(Entries supplied):

——————

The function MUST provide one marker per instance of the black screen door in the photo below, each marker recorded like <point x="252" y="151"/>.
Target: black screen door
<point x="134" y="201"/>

——————

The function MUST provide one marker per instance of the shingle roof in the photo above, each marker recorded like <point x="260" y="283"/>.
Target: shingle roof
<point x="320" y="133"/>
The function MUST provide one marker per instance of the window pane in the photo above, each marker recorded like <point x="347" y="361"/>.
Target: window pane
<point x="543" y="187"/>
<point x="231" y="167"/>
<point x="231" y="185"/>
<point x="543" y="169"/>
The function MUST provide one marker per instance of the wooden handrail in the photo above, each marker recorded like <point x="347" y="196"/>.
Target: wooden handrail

——————

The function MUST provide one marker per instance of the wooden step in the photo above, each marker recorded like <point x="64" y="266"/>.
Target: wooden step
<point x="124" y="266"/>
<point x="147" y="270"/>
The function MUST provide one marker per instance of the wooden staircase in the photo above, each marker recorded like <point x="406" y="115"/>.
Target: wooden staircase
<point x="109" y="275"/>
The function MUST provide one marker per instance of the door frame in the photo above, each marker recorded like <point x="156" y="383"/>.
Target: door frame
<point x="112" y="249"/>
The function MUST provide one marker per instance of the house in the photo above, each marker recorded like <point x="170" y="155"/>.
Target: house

——————

(Task to carry out):
With "marker" as the string to match, show every line of the entries above that has it.

(Answer box):
The function MUST provide one marker per instance of the black screen door in the photo below, each marker recorded like <point x="252" y="151"/>.
The function MUST provide one marker per instance of the shingle roof in the photo above, each marker recorded like <point x="260" y="283"/>.
The function MUST provide one marker per instance of the window pane in the photo above, each marker recorded like <point x="347" y="361"/>.
The function MUST provide one marker per instance of the wooden handrail in the photo above, each marker recorded like <point x="347" y="196"/>.
The function MUST provide one marker per instance of the wooden step in the photo above, each marker recorded like <point x="64" y="266"/>.
The function MUST provide one marker per instance of the wooden staircase in the photo above, each marker recorded like <point x="406" y="115"/>.
The function MUST provide one marker per instance of the door frame in the photo above, each marker recorded like <point x="156" y="383"/>.
The function MUST provide one marker per instance of the house in the photo above, each marker recorded like <point x="170" y="155"/>.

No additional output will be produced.